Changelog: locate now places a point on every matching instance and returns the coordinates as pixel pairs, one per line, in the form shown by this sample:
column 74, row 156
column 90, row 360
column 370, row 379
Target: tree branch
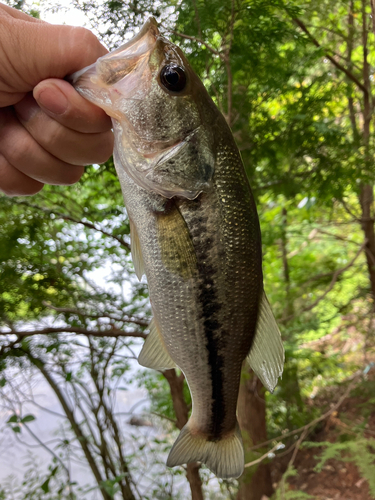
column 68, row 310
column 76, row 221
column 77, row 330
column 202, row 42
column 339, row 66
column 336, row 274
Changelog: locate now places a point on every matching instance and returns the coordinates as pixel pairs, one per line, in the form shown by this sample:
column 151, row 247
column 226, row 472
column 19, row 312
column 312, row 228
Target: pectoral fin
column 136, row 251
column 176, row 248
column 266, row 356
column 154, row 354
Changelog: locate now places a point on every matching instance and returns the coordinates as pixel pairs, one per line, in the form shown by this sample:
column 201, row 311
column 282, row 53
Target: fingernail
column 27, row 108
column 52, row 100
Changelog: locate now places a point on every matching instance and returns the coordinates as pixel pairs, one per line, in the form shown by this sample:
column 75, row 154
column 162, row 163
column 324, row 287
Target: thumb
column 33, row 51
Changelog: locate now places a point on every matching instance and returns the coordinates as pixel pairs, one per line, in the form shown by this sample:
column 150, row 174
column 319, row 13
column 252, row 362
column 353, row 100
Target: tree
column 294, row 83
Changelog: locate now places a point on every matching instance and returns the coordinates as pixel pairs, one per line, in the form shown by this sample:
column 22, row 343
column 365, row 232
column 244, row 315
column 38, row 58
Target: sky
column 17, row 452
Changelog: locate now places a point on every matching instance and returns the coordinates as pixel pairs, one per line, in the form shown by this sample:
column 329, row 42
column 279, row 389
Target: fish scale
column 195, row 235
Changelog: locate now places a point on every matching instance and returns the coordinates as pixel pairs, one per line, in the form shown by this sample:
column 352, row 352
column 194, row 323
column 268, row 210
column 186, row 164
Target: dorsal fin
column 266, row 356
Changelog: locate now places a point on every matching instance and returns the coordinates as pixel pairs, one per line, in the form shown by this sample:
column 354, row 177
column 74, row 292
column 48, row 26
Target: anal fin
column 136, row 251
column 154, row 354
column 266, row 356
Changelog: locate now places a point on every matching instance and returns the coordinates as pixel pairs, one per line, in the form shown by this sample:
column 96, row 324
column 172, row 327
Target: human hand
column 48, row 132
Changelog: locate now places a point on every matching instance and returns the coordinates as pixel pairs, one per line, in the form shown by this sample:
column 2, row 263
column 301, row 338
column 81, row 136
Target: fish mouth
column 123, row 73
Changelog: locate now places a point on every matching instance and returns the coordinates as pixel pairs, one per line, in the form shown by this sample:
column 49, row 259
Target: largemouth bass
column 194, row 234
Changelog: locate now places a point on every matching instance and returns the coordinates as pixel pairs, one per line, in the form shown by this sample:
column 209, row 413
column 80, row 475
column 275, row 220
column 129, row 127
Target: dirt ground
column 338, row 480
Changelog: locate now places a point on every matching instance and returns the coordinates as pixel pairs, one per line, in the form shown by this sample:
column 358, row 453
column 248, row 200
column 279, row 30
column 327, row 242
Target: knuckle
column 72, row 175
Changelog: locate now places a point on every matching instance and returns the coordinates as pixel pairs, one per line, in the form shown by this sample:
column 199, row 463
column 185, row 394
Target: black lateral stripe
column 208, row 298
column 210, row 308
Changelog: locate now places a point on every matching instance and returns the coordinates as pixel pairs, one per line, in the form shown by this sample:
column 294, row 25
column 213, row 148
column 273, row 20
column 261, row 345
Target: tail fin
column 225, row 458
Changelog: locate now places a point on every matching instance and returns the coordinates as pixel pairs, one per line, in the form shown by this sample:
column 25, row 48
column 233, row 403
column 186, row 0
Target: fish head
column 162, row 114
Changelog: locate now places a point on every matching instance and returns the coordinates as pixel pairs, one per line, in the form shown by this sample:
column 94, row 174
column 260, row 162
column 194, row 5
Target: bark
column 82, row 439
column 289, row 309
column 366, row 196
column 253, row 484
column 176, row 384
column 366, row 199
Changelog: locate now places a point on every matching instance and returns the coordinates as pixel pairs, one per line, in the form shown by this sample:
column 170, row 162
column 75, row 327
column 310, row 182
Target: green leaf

##########

WHAT TO WORK ON:
Return the listing above word for word, with the pictures removed.

REPLY:
Changelog: locate now places a point on every matching instance and returns the coordinates as pixel pairs, one per line, in the form shown by this sample:
column 74, row 156
column 90, row 360
column 370, row 379
Target: tree branch
column 68, row 310
column 76, row 221
column 77, row 330
column 202, row 42
column 339, row 66
column 336, row 274
Changelog: locate now places a point on every matching instance and returns the coordinates as pixel pairs, one per line, in the form shown by this sample:
column 151, row 247
column 226, row 472
column 19, row 312
column 312, row 228
Target: pectoral fin
column 136, row 251
column 176, row 248
column 266, row 356
column 154, row 354
Changelog: locate now places a point on every matching instance and returns the coordinates as pixel pairs, one per line, in the form shown by this sample:
column 201, row 311
column 282, row 53
Target: fingernail
column 27, row 108
column 52, row 100
Changelog: locate now places a point on every matching instance and returns the coordinates as pixel pairs, one per line, in the form shown by this sample:
column 75, row 154
column 162, row 163
column 324, row 287
Target: thumb
column 33, row 51
Changelog: locate now places a point on every matching instance and returns the coordinates as pixel pairs, one per line, in the form shown by this sample:
column 150, row 174
column 319, row 13
column 252, row 362
column 353, row 100
Target: tree
column 294, row 83
Changelog: locate now places a point on every matching instance and returns the coordinates as pixel pairs, one per line, in the form shown by this sample:
column 22, row 343
column 365, row 232
column 244, row 315
column 38, row 58
Target: sky
column 17, row 452
Changelog: locate now places a point on every matching instance and returns the coordinates as pixel pairs, one per line, in the form shown by this sample:
column 329, row 42
column 279, row 389
Target: fish scale
column 195, row 235
Changelog: locate now places a point on every matching instance and returns the coordinates as pixel pairs, one per line, in the form shown by this sample:
column 352, row 352
column 194, row 323
column 268, row 210
column 186, row 164
Target: dorsal fin
column 266, row 356
Changelog: locate now places a point on every matching instance and returns the coordinates as pixel pairs, one per line, in the form shown by this sample:
column 354, row 177
column 74, row 292
column 48, row 26
Target: anal fin
column 136, row 251
column 154, row 354
column 266, row 356
Changelog: locate now places a point on every matching instance and returns the coordinates as pixel pairs, one per line, in the form shown by this sample:
column 96, row 324
column 172, row 327
Target: human hand
column 48, row 132
Changelog: locate now places a point on every matching instance and returns the coordinates as pixel pairs, one per line, in the form shown by this sample:
column 2, row 263
column 301, row 338
column 81, row 136
Target: fish mouth
column 123, row 73
Changelog: locate now places a point on every matching instance and returns the coordinates as pixel pairs, one per line, in the form shown by this sample:
column 49, row 259
Target: largemouth bass
column 194, row 234
Changelog: locate now places a point on every matching instance and returns the coordinates as pixel pairs, one per line, in the form shown by this sample:
column 209, row 413
column 80, row 475
column 275, row 220
column 129, row 127
Target: dirt ground
column 338, row 480
Changelog: locate now places a point on every matching instance and returns the coordinates as pixel pairs, one per line, in the form shown by this sample:
column 358, row 453
column 248, row 200
column 279, row 30
column 327, row 242
Target: knuckle
column 72, row 175
Changelog: locate now places a point on every matching instance and returns the coordinates as pixel pairs, one per line, in the form shown by this sample:
column 199, row 463
column 185, row 394
Target: black lateral stripe
column 208, row 298
column 210, row 308
Changelog: locate now places a point on every matching instance and returns the coordinates as pixel pairs, one per line, in the form shown by this sample:
column 294, row 25
column 213, row 148
column 273, row 20
column 261, row 345
Target: tail fin
column 225, row 458
Changelog: locate now places a point on every matching instance and returns the coordinates as pixel pairs, one per line, in the form shown by this sample:
column 25, row 48
column 233, row 403
column 186, row 0
Target: fish head
column 162, row 114
Changelog: locate now places a point on every matching instance and returns the coordinates as pixel pairs, one per line, in the form shown by this sample:
column 94, row 174
column 260, row 162
column 194, row 5
Target: bark
column 82, row 439
column 289, row 309
column 366, row 196
column 253, row 484
column 176, row 384
column 366, row 199
Changelog: locate now places a point on every matching instance and returns the coordinates as pixel pairs, one per line, in the form shown by this sample:
column 170, row 162
column 75, row 327
column 310, row 182
Target: green leaf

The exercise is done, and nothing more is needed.